__SHORT EXERCISE 1__: In the court opinion on the jet fuel sales tax below, extract everything from "No. 88-CA-1212-MR." down to "Frankfort, for appellee.".

__TEXT SECTION__:
Epsilon Trading Co. v. Revenue Cabinet

775 S.W.2d 937 (1989)

EPSILON TRADING COMPANY, INC., Appellant,
v.
REVENUE CABINET, Commonwealth of Kentucky, Appellee.

No. 88-CA-1212-MR.

Court of Appeals of Kentucky.

June 30, 1989. Case Ordered Published by Court of Appeals September 8, 1989.

*939 Thomas A. Brown, Greenebaum, Doll & McDonald, Louisville, Helene Z. Cohen, Alston & Bird, and D. Michael Keen, and Kelly S. Jennings, Delta Air Lines, Inc., Atlanta, Ga., for appellant.

Douglas M. Dowell, Revenue Cabinet, Frankfort, for appellee.

Before HOWERTON, C.J., and CLAYTON and REYNOLDS, JJ.

REYNOLDS, Judge.

Franklin Circuit Court, by judgment, reversed the Kentucky Board of Tax Appeals' decision which held certain sales of aviation jet fuel by appellant were exempt from the Kentucky state sales tax. Taxpayer appeals.

Appellant, Epsilon Trading Company, Inc. (Epsilon), is a Delaware corporation qualified to do business in Kentucky and is a wholly owned subsidiary of Delta Air Lines, Inc. (Delta). The company is engaged in the purchase and sale of aviation jet fuel and related products and services to Delta and other airlines.

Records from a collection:
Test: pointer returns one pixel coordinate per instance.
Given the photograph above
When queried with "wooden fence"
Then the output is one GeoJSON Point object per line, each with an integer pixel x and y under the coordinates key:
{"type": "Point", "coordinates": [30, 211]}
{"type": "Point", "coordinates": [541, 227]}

__SHORT EXERCISE 2__: Lay out every line of the records above as a JSON list of strings, one string per line, leaving out blank lines.

__FULL OUTPUT 1__:
No. 88-CA-1212-MR.

Court of Appeals of Kentucky.

June 30, 1989. Case Ordered Published by Court of Appeals September 8, 1989.

*939 Thomas A. Brown, Greenebaum, Doll & McDonald, Louisville, Helene Z. Cohen, Alston & Bird, and D. Michael Keen, and Kelly S. Jennings, Delta Air Lines, Inc., Atlanta, Ga., for appellant.

Douglas M. Dowell, Revenue Cabinet, Frankfort, for appellee.

__FULL OUTPUT 2__:
[
  "Test: pointer returns one pixel coordinate per instance.",
  "Given the photograph above",
  "When queried with \"wooden fence\"",
  "Then the output is one GeoJSON Point object per line, each with an integer pixel x and y under the coordinates key:",
  "{\"type\": \"Point\", \"coordinates\": [30, 211]}",
  "{\"type\": \"Point\", \"coordinates\": [541, 227]}"
]